> _Goal of the exercise_:
Output the items below verbatim, from the line with "Every instance of the slate" up to and including the line with "x=866, y=406".

* start Given entries *

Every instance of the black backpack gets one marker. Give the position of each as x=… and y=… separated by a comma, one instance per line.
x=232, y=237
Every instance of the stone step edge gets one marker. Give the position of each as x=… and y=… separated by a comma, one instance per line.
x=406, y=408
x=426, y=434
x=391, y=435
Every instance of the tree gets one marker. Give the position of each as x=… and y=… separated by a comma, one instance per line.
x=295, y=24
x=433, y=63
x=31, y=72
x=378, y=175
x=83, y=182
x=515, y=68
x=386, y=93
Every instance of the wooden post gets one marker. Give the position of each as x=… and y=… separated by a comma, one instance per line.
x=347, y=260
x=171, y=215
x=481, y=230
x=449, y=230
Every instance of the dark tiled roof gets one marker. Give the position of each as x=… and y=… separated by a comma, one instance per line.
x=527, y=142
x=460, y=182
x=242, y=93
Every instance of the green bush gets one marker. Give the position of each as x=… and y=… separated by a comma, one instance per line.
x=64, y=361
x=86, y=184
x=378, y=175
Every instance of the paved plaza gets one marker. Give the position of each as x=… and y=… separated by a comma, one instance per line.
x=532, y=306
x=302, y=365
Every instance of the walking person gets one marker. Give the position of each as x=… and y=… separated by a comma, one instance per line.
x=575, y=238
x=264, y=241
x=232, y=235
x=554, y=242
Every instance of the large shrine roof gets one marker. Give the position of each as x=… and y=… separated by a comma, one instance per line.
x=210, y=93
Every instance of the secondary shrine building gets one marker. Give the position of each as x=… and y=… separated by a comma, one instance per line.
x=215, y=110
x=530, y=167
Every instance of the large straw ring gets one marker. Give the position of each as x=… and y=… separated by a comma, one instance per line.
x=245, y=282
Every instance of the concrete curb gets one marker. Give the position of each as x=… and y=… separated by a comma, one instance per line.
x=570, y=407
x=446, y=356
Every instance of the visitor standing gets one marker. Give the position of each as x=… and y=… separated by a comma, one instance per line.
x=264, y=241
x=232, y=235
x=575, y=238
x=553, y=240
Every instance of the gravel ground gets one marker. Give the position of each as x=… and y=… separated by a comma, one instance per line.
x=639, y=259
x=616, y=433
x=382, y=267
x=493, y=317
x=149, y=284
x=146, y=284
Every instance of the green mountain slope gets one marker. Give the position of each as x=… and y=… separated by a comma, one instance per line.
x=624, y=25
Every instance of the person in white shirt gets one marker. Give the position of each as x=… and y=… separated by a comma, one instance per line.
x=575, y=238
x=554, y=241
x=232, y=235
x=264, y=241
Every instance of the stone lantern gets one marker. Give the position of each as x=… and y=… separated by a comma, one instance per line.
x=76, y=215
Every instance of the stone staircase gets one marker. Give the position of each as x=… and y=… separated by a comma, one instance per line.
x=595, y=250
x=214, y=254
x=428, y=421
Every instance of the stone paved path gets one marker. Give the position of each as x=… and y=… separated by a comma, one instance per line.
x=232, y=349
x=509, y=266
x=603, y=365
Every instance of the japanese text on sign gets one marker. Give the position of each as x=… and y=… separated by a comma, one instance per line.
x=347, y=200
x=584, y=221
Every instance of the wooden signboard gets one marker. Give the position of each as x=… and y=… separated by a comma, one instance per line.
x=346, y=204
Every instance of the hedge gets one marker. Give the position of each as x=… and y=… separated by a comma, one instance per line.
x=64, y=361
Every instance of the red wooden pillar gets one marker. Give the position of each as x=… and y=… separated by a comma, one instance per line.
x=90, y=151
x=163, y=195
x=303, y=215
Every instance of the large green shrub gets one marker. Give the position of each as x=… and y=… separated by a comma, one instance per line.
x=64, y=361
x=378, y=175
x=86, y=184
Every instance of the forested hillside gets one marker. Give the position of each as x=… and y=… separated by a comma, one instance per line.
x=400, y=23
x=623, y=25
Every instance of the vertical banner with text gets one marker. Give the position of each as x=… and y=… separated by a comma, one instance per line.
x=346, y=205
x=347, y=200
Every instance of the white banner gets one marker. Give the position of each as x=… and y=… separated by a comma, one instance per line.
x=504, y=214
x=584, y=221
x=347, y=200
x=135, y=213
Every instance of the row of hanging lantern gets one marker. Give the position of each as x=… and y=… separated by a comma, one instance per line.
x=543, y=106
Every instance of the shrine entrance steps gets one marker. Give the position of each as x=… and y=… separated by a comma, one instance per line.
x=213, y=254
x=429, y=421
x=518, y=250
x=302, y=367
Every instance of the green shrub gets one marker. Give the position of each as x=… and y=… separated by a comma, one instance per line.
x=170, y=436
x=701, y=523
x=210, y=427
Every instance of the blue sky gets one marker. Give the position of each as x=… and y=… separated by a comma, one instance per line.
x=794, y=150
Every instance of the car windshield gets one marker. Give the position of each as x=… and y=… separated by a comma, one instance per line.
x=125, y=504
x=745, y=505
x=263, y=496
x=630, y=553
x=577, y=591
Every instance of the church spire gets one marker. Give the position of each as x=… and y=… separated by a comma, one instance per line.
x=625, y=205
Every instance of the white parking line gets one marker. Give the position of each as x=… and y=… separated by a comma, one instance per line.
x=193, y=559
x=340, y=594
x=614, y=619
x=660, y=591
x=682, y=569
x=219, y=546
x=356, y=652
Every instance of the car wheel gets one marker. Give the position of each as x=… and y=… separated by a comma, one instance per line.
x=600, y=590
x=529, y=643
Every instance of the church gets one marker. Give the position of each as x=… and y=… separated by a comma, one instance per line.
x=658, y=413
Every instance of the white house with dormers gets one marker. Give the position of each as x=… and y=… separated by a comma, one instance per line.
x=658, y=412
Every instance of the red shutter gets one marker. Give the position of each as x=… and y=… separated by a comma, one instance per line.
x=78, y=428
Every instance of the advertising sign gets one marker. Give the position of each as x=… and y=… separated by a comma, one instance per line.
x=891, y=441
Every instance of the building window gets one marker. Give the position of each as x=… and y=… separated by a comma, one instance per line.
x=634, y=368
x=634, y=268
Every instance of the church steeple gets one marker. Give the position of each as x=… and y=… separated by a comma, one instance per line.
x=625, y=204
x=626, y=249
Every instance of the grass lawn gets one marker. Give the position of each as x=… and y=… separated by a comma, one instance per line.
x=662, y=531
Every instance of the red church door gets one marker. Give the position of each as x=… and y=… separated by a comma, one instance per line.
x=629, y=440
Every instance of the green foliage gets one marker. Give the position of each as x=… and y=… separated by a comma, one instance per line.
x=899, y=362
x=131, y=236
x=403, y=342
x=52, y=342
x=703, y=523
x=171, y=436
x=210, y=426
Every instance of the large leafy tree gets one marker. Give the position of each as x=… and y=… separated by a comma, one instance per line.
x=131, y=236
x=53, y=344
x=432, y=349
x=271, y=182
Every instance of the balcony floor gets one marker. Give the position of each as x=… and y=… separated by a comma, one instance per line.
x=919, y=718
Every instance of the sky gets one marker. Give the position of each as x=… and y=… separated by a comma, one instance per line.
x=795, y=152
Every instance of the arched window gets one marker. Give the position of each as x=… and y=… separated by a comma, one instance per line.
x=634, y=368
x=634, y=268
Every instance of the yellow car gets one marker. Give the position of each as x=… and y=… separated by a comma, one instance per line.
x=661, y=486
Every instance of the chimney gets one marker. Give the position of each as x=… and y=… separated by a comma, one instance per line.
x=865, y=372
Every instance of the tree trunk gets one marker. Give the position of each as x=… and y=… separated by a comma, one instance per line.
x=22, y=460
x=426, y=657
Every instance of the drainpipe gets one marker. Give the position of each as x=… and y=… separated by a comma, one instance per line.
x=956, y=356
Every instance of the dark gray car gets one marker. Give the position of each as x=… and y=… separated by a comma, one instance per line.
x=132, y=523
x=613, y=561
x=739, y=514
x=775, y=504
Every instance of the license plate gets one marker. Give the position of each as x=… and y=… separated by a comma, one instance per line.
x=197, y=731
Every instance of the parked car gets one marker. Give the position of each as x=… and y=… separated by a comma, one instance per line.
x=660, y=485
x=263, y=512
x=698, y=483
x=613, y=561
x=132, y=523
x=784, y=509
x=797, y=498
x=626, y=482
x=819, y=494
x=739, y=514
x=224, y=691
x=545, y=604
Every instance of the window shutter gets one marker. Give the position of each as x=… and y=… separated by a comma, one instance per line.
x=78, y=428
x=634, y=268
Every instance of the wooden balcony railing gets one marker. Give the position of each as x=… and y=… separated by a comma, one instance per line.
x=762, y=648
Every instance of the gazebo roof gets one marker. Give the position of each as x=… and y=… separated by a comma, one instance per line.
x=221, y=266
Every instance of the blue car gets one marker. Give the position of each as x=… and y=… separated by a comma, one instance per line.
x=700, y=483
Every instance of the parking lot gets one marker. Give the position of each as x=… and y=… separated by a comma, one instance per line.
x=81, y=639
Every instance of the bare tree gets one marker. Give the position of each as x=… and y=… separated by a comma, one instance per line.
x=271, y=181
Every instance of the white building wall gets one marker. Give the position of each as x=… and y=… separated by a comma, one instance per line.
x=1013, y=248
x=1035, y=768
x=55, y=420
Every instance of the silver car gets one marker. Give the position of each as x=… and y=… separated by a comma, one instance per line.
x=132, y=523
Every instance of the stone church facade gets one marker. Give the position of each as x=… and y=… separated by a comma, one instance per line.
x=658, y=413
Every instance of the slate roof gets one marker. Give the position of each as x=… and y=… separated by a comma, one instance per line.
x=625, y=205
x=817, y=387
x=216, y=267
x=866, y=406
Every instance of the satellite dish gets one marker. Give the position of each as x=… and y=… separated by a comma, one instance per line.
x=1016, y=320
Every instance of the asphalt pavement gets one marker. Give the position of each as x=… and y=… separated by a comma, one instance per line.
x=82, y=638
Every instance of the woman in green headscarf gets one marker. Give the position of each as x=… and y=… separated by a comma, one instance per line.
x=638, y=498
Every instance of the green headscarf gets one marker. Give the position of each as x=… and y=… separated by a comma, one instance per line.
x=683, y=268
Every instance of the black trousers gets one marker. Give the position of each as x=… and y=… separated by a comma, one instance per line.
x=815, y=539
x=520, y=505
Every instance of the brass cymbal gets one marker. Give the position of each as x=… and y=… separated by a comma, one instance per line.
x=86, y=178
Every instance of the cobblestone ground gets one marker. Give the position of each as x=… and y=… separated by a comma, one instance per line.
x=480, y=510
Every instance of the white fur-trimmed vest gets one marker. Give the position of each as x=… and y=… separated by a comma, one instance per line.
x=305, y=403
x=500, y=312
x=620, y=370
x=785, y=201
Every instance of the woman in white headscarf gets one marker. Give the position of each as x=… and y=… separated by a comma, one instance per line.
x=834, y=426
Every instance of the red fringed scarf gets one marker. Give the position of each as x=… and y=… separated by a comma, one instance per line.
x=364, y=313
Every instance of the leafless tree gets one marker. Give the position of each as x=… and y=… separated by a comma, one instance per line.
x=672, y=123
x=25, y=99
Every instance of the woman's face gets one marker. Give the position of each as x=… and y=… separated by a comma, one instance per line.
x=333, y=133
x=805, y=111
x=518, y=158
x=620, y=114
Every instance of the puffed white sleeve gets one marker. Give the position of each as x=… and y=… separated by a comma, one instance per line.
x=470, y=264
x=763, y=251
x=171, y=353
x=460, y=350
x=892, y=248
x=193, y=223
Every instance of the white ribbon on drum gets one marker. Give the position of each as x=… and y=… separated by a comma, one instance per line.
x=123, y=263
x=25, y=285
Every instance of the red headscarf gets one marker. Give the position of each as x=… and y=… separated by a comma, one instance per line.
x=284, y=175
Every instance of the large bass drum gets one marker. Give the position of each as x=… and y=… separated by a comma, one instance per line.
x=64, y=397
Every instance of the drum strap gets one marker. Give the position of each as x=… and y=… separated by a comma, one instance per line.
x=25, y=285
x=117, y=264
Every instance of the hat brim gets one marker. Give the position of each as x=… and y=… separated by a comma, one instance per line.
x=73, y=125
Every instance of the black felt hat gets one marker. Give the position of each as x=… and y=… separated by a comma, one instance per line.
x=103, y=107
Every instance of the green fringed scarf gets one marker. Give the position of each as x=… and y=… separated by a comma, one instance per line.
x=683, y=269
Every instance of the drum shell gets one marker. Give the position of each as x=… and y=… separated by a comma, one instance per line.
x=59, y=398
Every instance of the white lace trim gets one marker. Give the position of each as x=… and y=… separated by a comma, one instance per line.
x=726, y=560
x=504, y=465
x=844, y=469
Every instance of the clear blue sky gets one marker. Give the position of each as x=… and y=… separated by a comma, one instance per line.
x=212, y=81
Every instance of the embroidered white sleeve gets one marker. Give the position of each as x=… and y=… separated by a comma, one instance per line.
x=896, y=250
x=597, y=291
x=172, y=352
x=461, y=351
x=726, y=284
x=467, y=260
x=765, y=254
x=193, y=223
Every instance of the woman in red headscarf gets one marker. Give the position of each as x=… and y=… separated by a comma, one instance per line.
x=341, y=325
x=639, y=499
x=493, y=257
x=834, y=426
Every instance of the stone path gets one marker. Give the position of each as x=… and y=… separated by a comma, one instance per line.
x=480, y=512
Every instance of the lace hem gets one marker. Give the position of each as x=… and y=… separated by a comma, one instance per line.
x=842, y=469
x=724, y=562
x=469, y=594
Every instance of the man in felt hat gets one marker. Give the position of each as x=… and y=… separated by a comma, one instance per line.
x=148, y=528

* end Given entries *

> _The result_:
Every instance of the slate roof gets one marker. Give the position of each as x=… and y=… separated by a comma, one instance per line.
x=625, y=205
x=817, y=387
x=216, y=267
x=866, y=406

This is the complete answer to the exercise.